**TASK TO CARRY OUT:** Your task is to repeat the listing exactly.

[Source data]

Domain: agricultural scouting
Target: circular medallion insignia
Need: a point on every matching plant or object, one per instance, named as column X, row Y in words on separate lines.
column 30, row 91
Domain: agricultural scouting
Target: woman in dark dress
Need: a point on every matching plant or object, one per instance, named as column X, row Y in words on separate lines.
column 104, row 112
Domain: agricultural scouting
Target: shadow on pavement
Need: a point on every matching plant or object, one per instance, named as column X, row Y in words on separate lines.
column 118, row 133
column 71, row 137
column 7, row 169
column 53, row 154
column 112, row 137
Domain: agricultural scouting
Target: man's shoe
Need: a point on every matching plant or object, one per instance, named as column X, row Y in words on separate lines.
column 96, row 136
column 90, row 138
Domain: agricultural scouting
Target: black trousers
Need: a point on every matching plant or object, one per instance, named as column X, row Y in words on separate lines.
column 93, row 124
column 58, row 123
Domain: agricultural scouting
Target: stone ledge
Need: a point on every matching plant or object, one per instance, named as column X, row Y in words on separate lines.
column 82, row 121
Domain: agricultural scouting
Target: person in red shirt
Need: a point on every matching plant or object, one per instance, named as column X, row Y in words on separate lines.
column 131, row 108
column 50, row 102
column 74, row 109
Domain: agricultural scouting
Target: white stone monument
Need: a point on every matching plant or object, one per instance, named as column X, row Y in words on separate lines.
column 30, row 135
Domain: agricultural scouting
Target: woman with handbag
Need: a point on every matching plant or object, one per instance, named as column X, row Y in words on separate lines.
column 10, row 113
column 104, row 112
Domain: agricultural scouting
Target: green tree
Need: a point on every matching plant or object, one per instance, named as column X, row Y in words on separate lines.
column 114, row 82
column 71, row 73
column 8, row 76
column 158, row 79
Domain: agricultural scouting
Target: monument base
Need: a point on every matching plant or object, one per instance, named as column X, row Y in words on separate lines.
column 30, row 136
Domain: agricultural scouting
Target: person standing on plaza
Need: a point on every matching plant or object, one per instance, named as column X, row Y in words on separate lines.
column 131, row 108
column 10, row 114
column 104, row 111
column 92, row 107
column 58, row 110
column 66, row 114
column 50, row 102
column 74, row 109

**TASK ANSWER:**
Domain: agricultural scouting
Target: circular medallion insignia
Need: a point on every matching plant or object, one per instance, named as column X, row Y in words on separate lines.
column 30, row 91
Domain: agricultural scouting
Target: woman in dark dress
Need: a point on every matching plant or object, one per instance, named as column X, row Y in words on separate lines.
column 104, row 112
Domain: agricultural scouting
Target: shadow on pavement
Need: a point on every matching plant or object, one per instance, named as column X, row Y in words on separate lines.
column 118, row 133
column 71, row 137
column 7, row 169
column 53, row 154
column 112, row 137
Domain: agricultural scouting
Target: man's shoe
Need: a point on every matching plant or object, one per instance, named as column X, row Y in words on separate lines.
column 96, row 136
column 90, row 138
Domain: agricultural scouting
Target: black trousers
Need: a point on every matching plant or object, one per instance, named as column X, row Y in words on separate lines.
column 93, row 124
column 58, row 123
Domain: agricultural scouting
Target: stone ledge
Need: a point on every matching plant or object, one per instance, named as column X, row Y in words on separate lines.
column 82, row 121
Domain: agricultural scouting
Target: person in red shirt
Need: a point on every matching plant or object, one per instance, named as column X, row Y in words on separate lines.
column 131, row 108
column 50, row 102
column 74, row 109
Domain: agricultural scouting
Target: white stone monument
Need: a point on every matching plant or object, one per instance, named as column X, row Y in words on separate lines.
column 30, row 135
Domain: agricultural scouting
Target: woman with handbag
Need: a point on every matching plant or object, one per instance, named as column X, row Y in words on separate lines.
column 10, row 113
column 104, row 112
Domain: agricultural scouting
Target: green tree
Need: a point on every matching plant or object, one per instance, named as column X, row Y in words on separate lines.
column 114, row 82
column 71, row 73
column 8, row 76
column 158, row 79
Domain: agricultural scouting
Target: monument base
Need: a point on every matching plant or object, one per instance, named as column X, row Y in words on separate lines.
column 30, row 136
Domain: agricultural scouting
Target: person standing on plaza
Need: a point on every matching plant or object, one per instance, named as column X, row Y in words on separate lines.
column 131, row 108
column 10, row 114
column 104, row 111
column 92, row 107
column 58, row 110
column 66, row 114
column 50, row 102
column 74, row 109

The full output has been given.